[Text section]:

TI: And so what did that mean? Was he traveling a lot then?

EY: Well, he was in Seattle. And then, you know, so after that, we went back to Tokyo or Funabashi, and we found that my father wrote and said he was, he needed the family in Seattle. My mother claims that she asked me if I wanted to stay in Japan or go back to Seattle, and she claims that I said, "I don't want to start from first grade again, so I'll stay." And so I stayed in Korea and in Tokyo.

TI: Say that one more time? She said she asked you if you wanted to go, you said you didn't want to start first grade again?

EY: That's right.

TI: Because if you went back to Seattle, you thought you'd have to start at first grade? Wouldn't you go back to third or fourth grade?

EY: Oh, no. I thought that I would, if I go back, I would be starting from first grade again. That's what she said, but I don't remember saying that. But then I wouldn't say that I have a good memory, so probably my mother remembers that.

[Stored records]:

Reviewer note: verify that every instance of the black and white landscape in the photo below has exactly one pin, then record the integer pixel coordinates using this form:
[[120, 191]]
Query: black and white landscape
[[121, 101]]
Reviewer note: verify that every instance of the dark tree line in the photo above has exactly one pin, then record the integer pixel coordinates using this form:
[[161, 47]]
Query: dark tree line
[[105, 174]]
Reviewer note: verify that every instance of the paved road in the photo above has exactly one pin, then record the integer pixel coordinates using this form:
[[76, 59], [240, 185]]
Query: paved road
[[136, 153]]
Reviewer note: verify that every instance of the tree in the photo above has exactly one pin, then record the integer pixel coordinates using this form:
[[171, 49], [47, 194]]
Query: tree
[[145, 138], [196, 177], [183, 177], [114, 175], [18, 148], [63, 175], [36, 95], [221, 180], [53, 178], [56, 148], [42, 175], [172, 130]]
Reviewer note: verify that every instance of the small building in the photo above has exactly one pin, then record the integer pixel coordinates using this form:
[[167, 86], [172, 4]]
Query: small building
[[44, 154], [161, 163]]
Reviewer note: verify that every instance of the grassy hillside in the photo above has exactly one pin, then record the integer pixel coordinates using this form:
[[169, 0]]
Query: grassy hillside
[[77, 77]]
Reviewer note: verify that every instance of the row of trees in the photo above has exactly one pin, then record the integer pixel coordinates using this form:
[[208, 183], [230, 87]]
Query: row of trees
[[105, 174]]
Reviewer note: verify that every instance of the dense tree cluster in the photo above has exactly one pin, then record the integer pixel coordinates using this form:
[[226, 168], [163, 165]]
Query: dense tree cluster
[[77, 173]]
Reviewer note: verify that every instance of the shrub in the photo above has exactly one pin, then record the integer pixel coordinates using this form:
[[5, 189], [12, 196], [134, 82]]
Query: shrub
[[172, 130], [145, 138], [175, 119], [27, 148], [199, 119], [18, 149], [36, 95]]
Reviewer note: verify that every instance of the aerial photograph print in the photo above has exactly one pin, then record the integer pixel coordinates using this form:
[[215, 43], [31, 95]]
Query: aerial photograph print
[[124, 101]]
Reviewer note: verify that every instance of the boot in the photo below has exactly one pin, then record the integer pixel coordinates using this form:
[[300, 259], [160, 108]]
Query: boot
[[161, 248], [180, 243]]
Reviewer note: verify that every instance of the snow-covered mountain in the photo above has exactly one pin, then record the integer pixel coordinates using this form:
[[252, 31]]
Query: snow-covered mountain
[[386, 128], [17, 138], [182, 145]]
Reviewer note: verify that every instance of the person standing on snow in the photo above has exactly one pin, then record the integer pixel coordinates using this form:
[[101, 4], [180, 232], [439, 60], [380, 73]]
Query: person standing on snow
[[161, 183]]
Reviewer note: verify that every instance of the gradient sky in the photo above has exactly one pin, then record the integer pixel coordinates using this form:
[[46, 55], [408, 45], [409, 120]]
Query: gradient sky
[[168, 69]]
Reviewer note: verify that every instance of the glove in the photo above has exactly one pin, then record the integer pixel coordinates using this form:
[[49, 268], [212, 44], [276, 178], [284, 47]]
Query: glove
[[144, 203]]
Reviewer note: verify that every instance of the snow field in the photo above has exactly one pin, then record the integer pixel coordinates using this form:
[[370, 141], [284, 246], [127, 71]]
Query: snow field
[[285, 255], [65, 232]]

[Stated exercise 1]: Transcribe the part of the interview excerpt that begins at the words "TI: Because if" and stops after the words "mother remembers that.".
[Stated exercise 2]:
Answer these questions about the interview excerpt:
(a) According to the father's letter, where did he need the family to be?
(b) In which two places did the interviewee stay instead of going back to Seattle?
(c) If the interviewee went back to Seattle, which grade did the interviewee expect to start from?

[Correct response 1]:
TI: Because if you went back to Seattle, you thought you'd have to start at first grade? Wouldn't you go back to third or fourth grade?

EY: Oh, no. I thought that I would, if I go back, I would be starting from first grade again. That's what she said, but I don't remember saying that. But then I wouldn't say that I have a good memory, so probably my mother remembers that.

[Correct response 2]:
(a) Seattle
(b) Korea and Tokyo
(c) First grade